** DOCUMENT EXTRACT **
*** Block opens ***

The arguments considered thus far do not succeed in undermining the case for vegetarianism. Basic appeals to evolution and nature ignore the human potential for moral thought, and the unproven assertion that animals are not sentient does not provide a means by which to avoid the moral implications of our treatment of animals. Many people convert to vegetarianism upon learning of the reality of meat production and deciding that the acts involved are immoral. Unfortunately, for many people behavioural change of this kind represents the path of greatest resistance, and so they’ll use various arguments to exempt themselves from guilt. Three of these will be briefly considered here.

“Eating meat is part of our culture”. Eating meat is certainly part of our culture, but that is all it is. It is a behaviour that has emerged from sociocultural evolution, not biological necessity. It is not something which must be part of our culture and it is not something that any individual is obliged to do. People can and do choose not to eat meat. Therefore, those who do eat meat but feel uneasy about the killing of animals or suspect that the way in which those animals are treated is immoral can’t hide behind the fact that eating meat is culturally normative. Slavery was once part of Western culture, but that doesn’t mean that it was right or that those who kept slaves were doing no wrong. Importantly, people identified it as being wrong and campaigned against it.

*** Block closes ***

** SUPPLIED INFORMATION **
*** Block opens ***

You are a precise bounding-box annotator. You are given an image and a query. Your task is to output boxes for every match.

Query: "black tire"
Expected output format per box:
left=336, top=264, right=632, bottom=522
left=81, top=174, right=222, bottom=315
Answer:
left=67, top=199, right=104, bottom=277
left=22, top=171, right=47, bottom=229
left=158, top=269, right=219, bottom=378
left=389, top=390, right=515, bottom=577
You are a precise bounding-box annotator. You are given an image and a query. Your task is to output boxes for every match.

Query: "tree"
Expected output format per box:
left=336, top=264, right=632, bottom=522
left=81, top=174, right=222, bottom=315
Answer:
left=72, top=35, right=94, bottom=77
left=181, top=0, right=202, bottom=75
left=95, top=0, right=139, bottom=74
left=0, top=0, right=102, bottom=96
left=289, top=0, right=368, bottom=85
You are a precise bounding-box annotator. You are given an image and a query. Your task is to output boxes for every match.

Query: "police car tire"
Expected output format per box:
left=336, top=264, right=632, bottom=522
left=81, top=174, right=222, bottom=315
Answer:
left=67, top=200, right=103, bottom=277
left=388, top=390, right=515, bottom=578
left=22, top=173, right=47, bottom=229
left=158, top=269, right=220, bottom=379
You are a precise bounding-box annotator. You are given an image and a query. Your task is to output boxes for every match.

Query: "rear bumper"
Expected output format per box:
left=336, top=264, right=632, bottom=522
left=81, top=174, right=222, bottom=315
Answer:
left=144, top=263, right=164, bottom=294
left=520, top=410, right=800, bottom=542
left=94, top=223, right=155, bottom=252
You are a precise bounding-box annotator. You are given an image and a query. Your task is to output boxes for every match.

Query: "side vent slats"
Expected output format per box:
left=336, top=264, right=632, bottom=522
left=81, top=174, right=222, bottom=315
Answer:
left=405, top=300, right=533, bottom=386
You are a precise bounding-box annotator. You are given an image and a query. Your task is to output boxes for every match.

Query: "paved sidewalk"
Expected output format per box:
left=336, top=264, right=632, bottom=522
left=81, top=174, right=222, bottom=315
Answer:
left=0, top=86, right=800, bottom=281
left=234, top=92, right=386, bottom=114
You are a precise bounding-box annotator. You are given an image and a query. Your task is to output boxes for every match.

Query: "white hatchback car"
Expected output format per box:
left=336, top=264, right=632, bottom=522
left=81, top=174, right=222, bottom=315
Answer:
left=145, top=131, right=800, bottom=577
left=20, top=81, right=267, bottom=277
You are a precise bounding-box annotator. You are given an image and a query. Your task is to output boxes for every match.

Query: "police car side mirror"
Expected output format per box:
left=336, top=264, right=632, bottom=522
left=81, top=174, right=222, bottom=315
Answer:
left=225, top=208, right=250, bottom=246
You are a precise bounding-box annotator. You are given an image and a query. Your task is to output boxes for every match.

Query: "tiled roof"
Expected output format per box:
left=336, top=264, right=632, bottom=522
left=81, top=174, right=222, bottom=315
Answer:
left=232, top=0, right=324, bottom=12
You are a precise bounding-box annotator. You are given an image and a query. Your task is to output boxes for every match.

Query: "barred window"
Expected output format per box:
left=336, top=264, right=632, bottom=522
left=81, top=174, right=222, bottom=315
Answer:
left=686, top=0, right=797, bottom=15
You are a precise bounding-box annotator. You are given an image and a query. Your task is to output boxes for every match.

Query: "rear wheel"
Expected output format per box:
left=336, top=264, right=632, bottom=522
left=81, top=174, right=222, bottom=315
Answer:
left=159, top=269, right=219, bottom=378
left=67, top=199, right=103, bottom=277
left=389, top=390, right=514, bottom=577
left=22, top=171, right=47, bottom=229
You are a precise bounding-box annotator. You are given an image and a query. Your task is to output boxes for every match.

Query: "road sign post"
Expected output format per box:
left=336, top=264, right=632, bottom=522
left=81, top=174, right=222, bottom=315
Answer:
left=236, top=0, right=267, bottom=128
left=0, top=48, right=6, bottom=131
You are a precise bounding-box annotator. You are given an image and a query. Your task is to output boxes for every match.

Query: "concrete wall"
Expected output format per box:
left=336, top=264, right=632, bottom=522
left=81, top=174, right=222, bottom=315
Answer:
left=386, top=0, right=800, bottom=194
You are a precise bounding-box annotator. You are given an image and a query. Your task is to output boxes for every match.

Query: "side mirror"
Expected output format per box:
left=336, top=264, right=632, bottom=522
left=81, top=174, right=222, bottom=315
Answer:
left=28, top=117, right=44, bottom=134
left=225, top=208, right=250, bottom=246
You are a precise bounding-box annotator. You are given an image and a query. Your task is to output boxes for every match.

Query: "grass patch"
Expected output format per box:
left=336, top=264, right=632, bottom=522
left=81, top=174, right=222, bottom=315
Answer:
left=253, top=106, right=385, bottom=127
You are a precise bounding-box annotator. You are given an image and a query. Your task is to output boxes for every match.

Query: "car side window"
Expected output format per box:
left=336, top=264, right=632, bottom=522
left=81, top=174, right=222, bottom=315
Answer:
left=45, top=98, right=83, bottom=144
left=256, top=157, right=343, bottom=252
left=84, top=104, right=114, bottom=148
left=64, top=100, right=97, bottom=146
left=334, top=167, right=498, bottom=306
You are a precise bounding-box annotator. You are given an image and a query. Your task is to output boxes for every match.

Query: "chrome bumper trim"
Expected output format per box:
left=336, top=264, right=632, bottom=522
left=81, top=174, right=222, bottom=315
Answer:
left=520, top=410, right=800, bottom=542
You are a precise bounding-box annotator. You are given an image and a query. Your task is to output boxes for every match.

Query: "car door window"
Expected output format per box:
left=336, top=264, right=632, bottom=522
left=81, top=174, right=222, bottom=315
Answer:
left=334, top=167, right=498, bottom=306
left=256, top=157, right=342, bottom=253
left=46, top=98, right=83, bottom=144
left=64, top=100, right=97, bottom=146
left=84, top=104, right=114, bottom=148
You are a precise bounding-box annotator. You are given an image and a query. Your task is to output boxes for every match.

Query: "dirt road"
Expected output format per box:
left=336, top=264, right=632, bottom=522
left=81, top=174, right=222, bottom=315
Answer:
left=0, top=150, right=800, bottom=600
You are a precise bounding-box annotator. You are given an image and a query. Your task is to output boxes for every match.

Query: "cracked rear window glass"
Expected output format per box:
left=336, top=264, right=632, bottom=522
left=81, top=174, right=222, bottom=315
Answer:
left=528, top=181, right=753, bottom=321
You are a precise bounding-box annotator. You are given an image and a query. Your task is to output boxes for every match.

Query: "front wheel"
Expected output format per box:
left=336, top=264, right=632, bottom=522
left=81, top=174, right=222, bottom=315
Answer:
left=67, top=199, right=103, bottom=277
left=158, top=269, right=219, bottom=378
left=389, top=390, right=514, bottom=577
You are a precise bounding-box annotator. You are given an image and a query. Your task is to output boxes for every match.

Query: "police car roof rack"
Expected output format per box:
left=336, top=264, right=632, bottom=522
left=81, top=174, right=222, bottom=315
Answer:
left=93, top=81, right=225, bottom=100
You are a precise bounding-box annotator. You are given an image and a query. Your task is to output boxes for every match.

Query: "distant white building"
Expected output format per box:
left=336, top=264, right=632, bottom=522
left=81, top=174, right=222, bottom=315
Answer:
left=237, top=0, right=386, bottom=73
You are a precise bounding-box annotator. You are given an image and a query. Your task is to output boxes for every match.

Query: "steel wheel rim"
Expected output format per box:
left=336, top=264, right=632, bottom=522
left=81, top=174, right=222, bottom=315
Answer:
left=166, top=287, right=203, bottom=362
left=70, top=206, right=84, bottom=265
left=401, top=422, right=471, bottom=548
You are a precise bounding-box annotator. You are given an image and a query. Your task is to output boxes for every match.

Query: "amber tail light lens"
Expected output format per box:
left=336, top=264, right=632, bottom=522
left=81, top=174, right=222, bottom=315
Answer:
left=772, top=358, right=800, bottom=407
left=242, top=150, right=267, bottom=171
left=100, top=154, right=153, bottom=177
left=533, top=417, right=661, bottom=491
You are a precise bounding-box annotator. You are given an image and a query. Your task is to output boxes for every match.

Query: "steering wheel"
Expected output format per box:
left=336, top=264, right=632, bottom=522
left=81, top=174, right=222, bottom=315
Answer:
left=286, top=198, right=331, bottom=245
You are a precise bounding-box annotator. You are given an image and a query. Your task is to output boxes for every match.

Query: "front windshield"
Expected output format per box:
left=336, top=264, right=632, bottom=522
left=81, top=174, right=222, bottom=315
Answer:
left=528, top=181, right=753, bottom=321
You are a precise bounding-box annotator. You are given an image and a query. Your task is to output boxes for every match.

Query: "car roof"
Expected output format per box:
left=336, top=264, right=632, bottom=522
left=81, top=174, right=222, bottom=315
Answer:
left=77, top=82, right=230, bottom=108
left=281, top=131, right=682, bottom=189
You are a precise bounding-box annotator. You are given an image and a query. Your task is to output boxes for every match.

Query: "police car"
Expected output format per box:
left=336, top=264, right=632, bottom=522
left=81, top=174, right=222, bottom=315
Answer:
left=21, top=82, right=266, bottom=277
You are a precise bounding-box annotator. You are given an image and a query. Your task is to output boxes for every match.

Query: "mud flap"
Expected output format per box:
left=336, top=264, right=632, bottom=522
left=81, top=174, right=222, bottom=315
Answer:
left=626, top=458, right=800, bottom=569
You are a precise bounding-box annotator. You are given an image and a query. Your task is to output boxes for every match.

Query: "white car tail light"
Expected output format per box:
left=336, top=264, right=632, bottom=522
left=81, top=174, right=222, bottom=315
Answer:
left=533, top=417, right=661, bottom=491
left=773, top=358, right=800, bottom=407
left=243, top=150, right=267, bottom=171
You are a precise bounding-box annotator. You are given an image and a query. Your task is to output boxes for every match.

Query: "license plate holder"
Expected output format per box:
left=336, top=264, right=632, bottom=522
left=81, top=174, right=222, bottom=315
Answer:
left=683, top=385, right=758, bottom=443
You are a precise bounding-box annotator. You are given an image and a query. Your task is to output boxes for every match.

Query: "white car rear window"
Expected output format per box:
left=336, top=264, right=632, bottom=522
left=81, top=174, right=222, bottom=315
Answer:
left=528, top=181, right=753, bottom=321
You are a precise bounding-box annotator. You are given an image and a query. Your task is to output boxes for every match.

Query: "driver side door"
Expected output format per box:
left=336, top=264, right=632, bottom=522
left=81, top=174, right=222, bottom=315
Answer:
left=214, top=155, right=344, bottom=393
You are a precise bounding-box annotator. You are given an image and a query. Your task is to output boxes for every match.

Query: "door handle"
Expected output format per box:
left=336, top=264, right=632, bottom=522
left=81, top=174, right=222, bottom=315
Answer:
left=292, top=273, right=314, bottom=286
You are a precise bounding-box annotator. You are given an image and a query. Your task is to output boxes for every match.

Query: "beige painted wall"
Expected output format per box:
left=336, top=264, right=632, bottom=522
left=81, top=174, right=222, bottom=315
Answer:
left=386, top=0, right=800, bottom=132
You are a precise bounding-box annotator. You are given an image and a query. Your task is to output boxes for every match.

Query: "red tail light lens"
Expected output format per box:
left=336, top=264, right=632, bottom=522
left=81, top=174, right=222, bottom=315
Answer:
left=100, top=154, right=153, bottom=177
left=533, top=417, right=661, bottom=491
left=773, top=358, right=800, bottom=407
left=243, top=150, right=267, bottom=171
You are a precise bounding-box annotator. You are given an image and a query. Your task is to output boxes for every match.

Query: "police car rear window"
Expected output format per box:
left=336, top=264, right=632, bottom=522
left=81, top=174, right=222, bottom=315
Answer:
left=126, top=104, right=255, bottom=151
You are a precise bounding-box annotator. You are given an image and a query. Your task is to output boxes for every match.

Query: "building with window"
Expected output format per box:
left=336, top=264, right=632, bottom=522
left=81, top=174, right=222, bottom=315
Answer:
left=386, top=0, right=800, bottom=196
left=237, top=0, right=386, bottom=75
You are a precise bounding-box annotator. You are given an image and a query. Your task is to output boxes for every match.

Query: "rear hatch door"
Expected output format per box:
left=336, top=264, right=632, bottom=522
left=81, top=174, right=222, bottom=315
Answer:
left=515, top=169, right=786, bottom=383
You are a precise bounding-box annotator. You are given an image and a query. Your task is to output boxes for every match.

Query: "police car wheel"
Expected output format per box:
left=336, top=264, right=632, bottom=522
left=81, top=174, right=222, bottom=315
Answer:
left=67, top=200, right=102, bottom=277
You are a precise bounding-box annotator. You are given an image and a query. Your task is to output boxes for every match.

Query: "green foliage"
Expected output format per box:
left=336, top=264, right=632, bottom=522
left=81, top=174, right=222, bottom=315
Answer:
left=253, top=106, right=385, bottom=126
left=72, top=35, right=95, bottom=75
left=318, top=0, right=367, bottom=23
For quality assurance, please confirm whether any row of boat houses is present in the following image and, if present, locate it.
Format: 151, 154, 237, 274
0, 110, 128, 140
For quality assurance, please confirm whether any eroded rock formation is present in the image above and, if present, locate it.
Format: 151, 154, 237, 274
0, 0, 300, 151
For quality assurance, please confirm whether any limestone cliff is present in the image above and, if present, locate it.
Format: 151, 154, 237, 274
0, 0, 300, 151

*** Block closes ***

** WORK TO COMPLETE **
Copy out the passage above on arguments against vegetarianism in full, with no changes.

** ANSWER TO THIS EXERCISE **
The arguments considered thus far do not succeed in undermining the case for vegetarianism. Basic appeals to evolution and nature ignore the human potential for moral thought, and the unproven assertion that animals are not sentient does not provide a means by which to avoid the moral implications of our treatment of animals. Many people convert to vegetarianism upon learning of the reality of meat production and deciding that the acts involved are immoral. Unfortunately, for many people behavioural change of this kind represents the path of greatest resistance, and so they’ll use various arguments to exempt themselves from guilt. Three of these will be briefly considered here.

“Eating meat is part of our culture”. Eating meat is certainly part of our culture, but that is all it is. It is a behaviour that has emerged from sociocultural evolution, not biological necessity. It is not something which must be part of our culture and it is not something that any individual is obliged to do. People can and do choose not to eat meat. Therefore, those who do eat meat but feel uneasy about the killing of animals or suspect that the way in which those animals are treated is immoral can’t hide behind the fact that eating meat is culturally normative. Slavery was once part of Western culture, but that doesn’t mean that it was right or that those who kept slaves were doing no wrong. Importantly, people identified it as being wrong and campaigned against it.